▸ **REQUIRED TASK**
Below are some records; retype all of them exactly.

Labeled-object pointing entries:
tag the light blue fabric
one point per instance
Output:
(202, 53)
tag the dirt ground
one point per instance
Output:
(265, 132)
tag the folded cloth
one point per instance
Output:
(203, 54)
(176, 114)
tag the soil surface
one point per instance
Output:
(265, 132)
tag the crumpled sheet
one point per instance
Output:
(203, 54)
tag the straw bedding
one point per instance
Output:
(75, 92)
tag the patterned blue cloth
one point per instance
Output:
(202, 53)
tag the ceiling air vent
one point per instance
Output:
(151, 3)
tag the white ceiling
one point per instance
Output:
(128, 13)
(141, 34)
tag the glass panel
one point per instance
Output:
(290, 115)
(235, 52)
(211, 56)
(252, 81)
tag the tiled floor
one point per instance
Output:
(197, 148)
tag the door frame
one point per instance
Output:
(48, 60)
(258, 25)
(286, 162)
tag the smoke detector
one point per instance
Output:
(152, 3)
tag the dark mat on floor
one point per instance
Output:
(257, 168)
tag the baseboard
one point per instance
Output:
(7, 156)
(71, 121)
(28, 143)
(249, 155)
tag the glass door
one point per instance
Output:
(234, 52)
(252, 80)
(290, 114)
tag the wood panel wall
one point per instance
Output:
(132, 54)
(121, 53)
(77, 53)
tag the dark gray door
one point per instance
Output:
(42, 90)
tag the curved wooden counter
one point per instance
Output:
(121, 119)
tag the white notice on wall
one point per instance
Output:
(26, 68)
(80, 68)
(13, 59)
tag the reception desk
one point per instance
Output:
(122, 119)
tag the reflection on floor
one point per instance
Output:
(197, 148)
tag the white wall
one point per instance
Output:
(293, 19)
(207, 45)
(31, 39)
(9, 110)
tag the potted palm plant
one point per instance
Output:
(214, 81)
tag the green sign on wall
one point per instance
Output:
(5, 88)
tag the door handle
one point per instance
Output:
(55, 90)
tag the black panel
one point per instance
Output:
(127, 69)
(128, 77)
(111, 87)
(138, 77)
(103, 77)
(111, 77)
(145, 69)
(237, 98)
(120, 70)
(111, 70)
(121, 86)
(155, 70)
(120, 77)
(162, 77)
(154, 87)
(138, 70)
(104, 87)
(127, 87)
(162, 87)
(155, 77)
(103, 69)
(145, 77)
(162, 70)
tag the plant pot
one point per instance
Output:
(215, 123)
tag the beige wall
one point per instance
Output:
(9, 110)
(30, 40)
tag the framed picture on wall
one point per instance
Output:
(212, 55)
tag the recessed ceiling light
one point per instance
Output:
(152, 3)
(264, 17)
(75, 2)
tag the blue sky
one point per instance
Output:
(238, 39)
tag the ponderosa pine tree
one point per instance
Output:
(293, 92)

▸ **PROBLEM SOLUTION**
tag the light blue fabric
one point per instance
Output:
(202, 53)
tag the dirt ground
one point per instance
Output:
(265, 132)
tag the folded cloth
one point per instance
Output:
(203, 54)
(176, 114)
tag the soil surface
one point per instance
Output:
(265, 132)
tag the crumpled sheet
one point per instance
Output:
(203, 54)
tag the straw bedding
one point per instance
Output:
(75, 92)
tag the patterned blue cloth
one point per instance
Output:
(202, 53)
tag the ceiling air vent
one point per instance
Output:
(151, 3)
tag the white ceiling
one point per instance
Output:
(128, 13)
(141, 34)
tag the glass panel
one point per instance
Output:
(290, 115)
(235, 52)
(211, 56)
(252, 81)
tag the tiled floor
one point per instance
Output:
(197, 148)
tag the door frame
one point per instance
Output:
(48, 60)
(258, 25)
(286, 162)
tag the smoke detector
one point per instance
Output:
(152, 3)
tag the dark mat on floor
one point per instance
Output:
(257, 168)
tag the baseboard
one point per instance
Output:
(7, 156)
(71, 121)
(28, 143)
(249, 155)
tag the glass door
one point per instance
Output:
(234, 52)
(252, 80)
(290, 114)
tag the wood panel wall
one point per instance
Output:
(132, 54)
(121, 53)
(77, 53)
tag the dark gray door
one point per instance
Output:
(42, 90)
tag the curved wooden counter
one point per instance
Output:
(121, 119)
tag the white notice on wall
one point per instance
Output:
(26, 68)
(80, 68)
(13, 59)
tag the reception desk
one point per instance
Output:
(122, 119)
tag the reflection on floor
one point per instance
Output:
(197, 148)
tag the white wall
one point per instance
Output:
(293, 19)
(207, 45)
(31, 39)
(9, 110)
tag the potted palm plant
one point per instance
Output:
(214, 81)
tag the green sign on wall
one point per instance
Output:
(5, 88)
tag the door handle
one point per instance
Output:
(55, 90)
tag the black panel
one point per instance
Output:
(127, 69)
(128, 77)
(111, 87)
(138, 77)
(103, 77)
(111, 77)
(145, 69)
(237, 98)
(120, 70)
(111, 70)
(121, 86)
(155, 70)
(120, 77)
(162, 77)
(154, 87)
(138, 70)
(104, 87)
(127, 87)
(162, 87)
(155, 77)
(103, 69)
(145, 77)
(162, 70)
tag the plant pot
one point per instance
Output:
(215, 123)
tag the beige wall
one point per instance
Output:
(9, 110)
(30, 40)
tag the framed picture on wall
one point per instance
Output:
(212, 55)
tag the recessed ceiling light
one point per instance
Output:
(152, 3)
(264, 17)
(75, 2)
tag the blue sky
one point per instance
Output:
(238, 39)
tag the ponderosa pine tree
one point per instance
Output:
(293, 92)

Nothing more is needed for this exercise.